Point-per-instance localization data
--- START ---

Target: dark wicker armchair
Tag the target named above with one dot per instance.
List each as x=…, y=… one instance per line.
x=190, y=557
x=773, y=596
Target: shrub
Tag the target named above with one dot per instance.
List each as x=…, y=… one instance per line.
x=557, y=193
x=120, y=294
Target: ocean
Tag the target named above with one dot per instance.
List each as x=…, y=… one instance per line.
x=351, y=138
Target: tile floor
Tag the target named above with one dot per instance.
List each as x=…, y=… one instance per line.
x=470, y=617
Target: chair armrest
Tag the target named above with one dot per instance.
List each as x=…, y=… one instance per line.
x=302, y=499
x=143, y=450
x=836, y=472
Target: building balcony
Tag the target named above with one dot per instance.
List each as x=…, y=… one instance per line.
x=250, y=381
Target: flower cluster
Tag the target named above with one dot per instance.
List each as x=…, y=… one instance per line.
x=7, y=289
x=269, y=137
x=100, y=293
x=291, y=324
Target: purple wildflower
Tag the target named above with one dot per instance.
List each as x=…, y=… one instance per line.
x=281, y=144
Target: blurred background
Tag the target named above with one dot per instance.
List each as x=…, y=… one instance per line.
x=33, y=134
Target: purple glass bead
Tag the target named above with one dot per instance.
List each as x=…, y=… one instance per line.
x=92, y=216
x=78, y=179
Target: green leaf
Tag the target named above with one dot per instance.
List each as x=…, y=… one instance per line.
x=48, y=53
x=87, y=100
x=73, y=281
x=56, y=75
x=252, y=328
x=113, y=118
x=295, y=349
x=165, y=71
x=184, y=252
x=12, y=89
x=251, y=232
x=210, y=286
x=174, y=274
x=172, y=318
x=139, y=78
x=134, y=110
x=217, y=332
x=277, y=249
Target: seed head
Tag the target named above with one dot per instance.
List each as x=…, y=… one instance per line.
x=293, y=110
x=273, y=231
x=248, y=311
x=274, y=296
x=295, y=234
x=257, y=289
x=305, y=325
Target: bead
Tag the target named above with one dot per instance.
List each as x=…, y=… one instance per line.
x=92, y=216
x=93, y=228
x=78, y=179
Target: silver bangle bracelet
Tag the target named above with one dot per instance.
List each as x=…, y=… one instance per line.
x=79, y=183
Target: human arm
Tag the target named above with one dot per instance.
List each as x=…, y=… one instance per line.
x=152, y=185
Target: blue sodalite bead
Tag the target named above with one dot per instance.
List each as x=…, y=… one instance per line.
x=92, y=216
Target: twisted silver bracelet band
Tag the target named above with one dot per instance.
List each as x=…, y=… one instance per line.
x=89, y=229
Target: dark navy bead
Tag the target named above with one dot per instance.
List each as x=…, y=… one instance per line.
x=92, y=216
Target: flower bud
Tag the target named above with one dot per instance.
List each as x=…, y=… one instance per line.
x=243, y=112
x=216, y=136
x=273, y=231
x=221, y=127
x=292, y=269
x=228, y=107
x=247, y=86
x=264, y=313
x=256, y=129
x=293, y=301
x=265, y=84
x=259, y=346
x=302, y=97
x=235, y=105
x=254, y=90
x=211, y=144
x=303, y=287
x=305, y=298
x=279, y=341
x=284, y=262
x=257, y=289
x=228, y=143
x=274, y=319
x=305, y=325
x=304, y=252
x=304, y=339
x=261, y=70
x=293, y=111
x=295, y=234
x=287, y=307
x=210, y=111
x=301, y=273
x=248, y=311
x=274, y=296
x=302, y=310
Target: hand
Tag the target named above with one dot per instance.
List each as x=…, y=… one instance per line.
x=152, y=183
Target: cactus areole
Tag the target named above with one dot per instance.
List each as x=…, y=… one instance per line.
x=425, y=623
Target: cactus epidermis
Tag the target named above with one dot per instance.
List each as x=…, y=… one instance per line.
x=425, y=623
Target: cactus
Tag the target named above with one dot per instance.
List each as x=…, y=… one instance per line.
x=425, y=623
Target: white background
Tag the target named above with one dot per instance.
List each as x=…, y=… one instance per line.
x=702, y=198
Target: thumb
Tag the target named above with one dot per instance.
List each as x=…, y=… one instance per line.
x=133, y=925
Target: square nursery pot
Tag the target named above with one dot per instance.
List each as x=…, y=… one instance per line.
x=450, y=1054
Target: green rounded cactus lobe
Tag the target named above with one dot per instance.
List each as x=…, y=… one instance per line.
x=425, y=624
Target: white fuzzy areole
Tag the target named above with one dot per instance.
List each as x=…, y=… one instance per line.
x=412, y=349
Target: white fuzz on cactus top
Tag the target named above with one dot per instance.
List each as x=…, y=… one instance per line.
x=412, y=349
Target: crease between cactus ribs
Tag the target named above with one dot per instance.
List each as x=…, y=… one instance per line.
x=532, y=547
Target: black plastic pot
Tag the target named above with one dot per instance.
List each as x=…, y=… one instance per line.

--- END ---

**ACTIVITY**
So that no detail is lost, give every line of the data again exactly.

**TASK RESPONSE**
Target: dark wicker armchair
Tag the target named above with one dot per instance.
List each as x=…, y=… one instance per line.
x=190, y=557
x=773, y=596
Target: shrub
Tag the target named above with one dot per instance.
List each as x=…, y=… one instance per line.
x=557, y=193
x=120, y=294
Target: ocean
Tag the target named above with one dot per instance.
List each as x=…, y=… one instance per line.
x=351, y=138
Target: tile floor
Tag the target named above with one dot per instance.
List each as x=…, y=… one instance per line.
x=470, y=617
Target: chair armrest
Tag the target named above with one dot per instance.
List each as x=…, y=… one instance per line.
x=302, y=499
x=143, y=450
x=836, y=472
Target: building balcony
Tag the target named above with one dot per instance.
List each as x=…, y=… one instance per line.
x=250, y=381
Target: flower cluster
Tag the target named above with one dot per instance.
List each as x=…, y=… one instance per line.
x=7, y=289
x=269, y=137
x=100, y=293
x=291, y=324
Target: purple wildflower
Tag the target named above with one dot per instance.
List each as x=…, y=… one instance per line.
x=281, y=144
Target: blurred background
Tag the target named above with one dot per instance.
List each as x=…, y=… one instance per line.
x=33, y=134
Target: purple glass bead
Tag the target named above with one dot per instance.
List each as x=…, y=… one instance per line.
x=92, y=216
x=78, y=179
Target: green leaf
Tag the target named above with one dot per instance.
List each as x=…, y=… one instance per line.
x=48, y=53
x=87, y=100
x=73, y=281
x=56, y=75
x=252, y=328
x=113, y=118
x=295, y=349
x=165, y=71
x=184, y=252
x=12, y=89
x=251, y=232
x=210, y=286
x=174, y=274
x=172, y=318
x=139, y=78
x=134, y=110
x=217, y=332
x=277, y=249
Target: seed head
Tag the target named above with one dot per instance.
List each as x=…, y=… one instance per line.
x=293, y=110
x=273, y=231
x=248, y=311
x=274, y=296
x=295, y=234
x=257, y=289
x=305, y=325
Target: bead
Tag the target named above with one dot per instance.
List each as x=…, y=… one instance per line.
x=92, y=216
x=93, y=228
x=78, y=179
Target: silver bangle bracelet
Tag the target named above with one dot per instance.
List each as x=…, y=… one instance per line.
x=79, y=183
Target: human arm
Tag the target named above with one dot per instance.
List each as x=…, y=… one instance per line.
x=152, y=185
Target: blue sodalite bead
Tag the target named above with one dot per instance.
List each as x=…, y=… one instance per line.
x=92, y=216
Target: twisted silver bracelet band
Tag the target named above with one dot per instance.
List each as x=…, y=… one instance per line.
x=89, y=229
Target: dark navy bead
Tag the target named above with one dot per instance.
List each as x=…, y=… one instance per line.
x=92, y=216
Target: flower bud
Tag the target named above with one dot per instance.
List each as x=…, y=… one instance per line.
x=243, y=112
x=216, y=136
x=273, y=231
x=221, y=127
x=292, y=269
x=228, y=107
x=247, y=86
x=264, y=313
x=256, y=129
x=293, y=301
x=265, y=84
x=259, y=346
x=302, y=97
x=235, y=105
x=254, y=90
x=211, y=144
x=303, y=287
x=305, y=298
x=279, y=341
x=284, y=262
x=257, y=289
x=228, y=143
x=274, y=319
x=305, y=325
x=304, y=252
x=304, y=339
x=261, y=70
x=293, y=111
x=295, y=234
x=287, y=307
x=210, y=111
x=301, y=273
x=248, y=311
x=274, y=296
x=302, y=310
Target: hand
Tag the target named above with one dot per instance.
List each as x=…, y=… one instance per line.
x=152, y=183
Target: cactus areole
Tag the target named above with one dot per instance.
List each as x=…, y=… one instance per line.
x=425, y=623
Target: cactus epidermis
Tag the target named above with one dot per instance.
List each as x=…, y=… one instance per line.
x=425, y=623
Target: cactus
Tag the target named above with one dot per instance.
List each as x=…, y=… one instance per line.
x=425, y=623
Target: white background
Tag the target named above with one dot per instance.
List each as x=…, y=… one instance per line.
x=702, y=198
Target: thumb
Tag the target named above with one dot per instance.
List each as x=…, y=… one instance per line.
x=133, y=925
Target: square nursery pot
Tag the target named above with one dot per instance.
List each as x=…, y=… one instance per line.
x=450, y=1054
Target: green rounded cactus lobe
Tag the target named above with one dot per instance.
List each as x=…, y=… one instance per line.
x=425, y=624
Target: white fuzzy areole
Tag the target named above with one dot per instance.
List each as x=…, y=… one instance per line.
x=412, y=349
Target: white fuzz on cactus top
Tag the target named above with one dot per instance.
List each as x=…, y=… one instance per line.
x=412, y=349
Target: crease between cactus ribs
Tag the target named above with one dot per instance.
List each as x=…, y=… one instance per line.
x=532, y=547
Target: black plastic pot
Tag the target named above with one dot per instance.
List each as x=…, y=… one instance per line.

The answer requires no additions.